Reproduce the part of the letter to the California Sleep Society that opens with the words containing "We have enough" and closes with "CSS meeting ever!!".

### EXCERPTED PASSAGE

By: Rafael Pelayo, MD, FAASM
Dear California Sleep Society,
I hope you are as safe and healthy as possible during this time. It has become routine for the sleep professionals in our state to see patients via Zoom and to wear full PPE when working with patients in the sleep lab. Making things even worse the pandemic really has accentuated the healthcare disparities that have been present in sleep medicine. The need for our patients to receive sleep medicine services never decreased during the pandemic. If anything, many people starting sleeping worse due to stress. But how to deliver those needed services has been the challenge we have all needed to face. Results are mixed but overall it looks like we are trending in the right direction. All of you personally know how apocalyptic things seemed at this time last year. Many of us have lost loves ones during this time.
As all of you know, we lost our field’s founder, Bill Dement, this summer. One of the things he talked to us about at one of his many talks at our annual meetings was how our current California Sleep Society is not the first version of a state based professional society for the sleep community. He warned us that prior versions had failed and to remain vigilant. He told us not take for granted the viability of our society. His sage advice is often on my mind as we drive to steer ourselves during the ongoing pandemic. When we were forced to cancel our annual in person meeting I feared the CSS was going to go under. The annual meeting, along with our membership dues has been our primary source of funding. As sleep professionals lost their jobs our membership revenue also took a hit. Those of us who volunteer on the board of the CSS, with the help of society’s administrator, Xenicus, needed to carefully consider our financial options. At one point it seemed our only viable option was to take out a loan to keep our society afloat. The loan would have potentially forced future, as of yet unelected and unnamed board members to guaranty payment. Maybe some of you reading this newsletter would have been saddled with that obligation. Xenicus helped identify some funding including gratefully the AASM providing grants to state sleep societies. This took some of the pressure off but we were still expecting a short fall and possible collapse of the CSS.
We decided to have faith in our membership and roll the dice on hosting a virtual sleep meeting. Thankfully our members and supporting vendors came through. We held at successful meeting which was presided by Dr. Anoop Karippot. Anoop led not only a quality educational experience but was creative in also making it fun. We are not entirely out of the woods yet, but we are now on less shaky financial ground. A heartfelt thanks to all of you that participated. I wanted to share this information with you because as this was all happening we were receiving requests from some of our members to not charge admission for the sleep meeting. It was difficult to turned down those requests. Hopefully you can understand why this was not feasible at the time.
We have enough optimism to have begun planning for an in-person meeting in San Diego on October l-2 2021! The fluctuating news cycles make me wonder if we are going to pull this off, but the news is looking better than ever. We will likely never take for granted how fortunate we are to meet in person. Please take a moment right now and reserve this date in your calendar. Let’s together commit to make this the biggest CSS meeting ever!!
If any of you have topics you want covered at the meeting, want to volunteer to speak, have an idea to make it more fun, or have a product to exhibit please contact us now. No need to wait. We are going to have this meeting and this society belongs to you.

######
### LISTED ENTRIES

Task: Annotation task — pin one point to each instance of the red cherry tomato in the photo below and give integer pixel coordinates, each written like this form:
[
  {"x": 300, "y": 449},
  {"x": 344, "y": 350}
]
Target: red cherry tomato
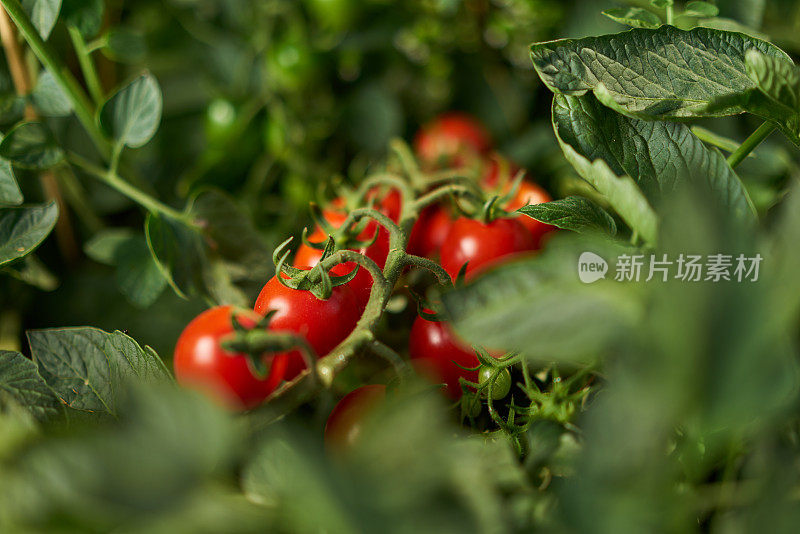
[
  {"x": 344, "y": 425},
  {"x": 201, "y": 363},
  {"x": 430, "y": 231},
  {"x": 451, "y": 140},
  {"x": 437, "y": 355},
  {"x": 480, "y": 244},
  {"x": 307, "y": 257},
  {"x": 527, "y": 193},
  {"x": 493, "y": 166},
  {"x": 323, "y": 323}
]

######

ANSWER AREA:
We have enough optimism to have begun planning for an in-person meeting in San Diego on October l-2 2021! The fluctuating news cycles make me wonder if we are going to pull this off, but the news is looking better than ever. We will likely never take for granted how fortunate we are to meet in person. Please take a moment right now and reserve this date in your calendar. Let’s together commit to make this the biggest CSS meeting ever!!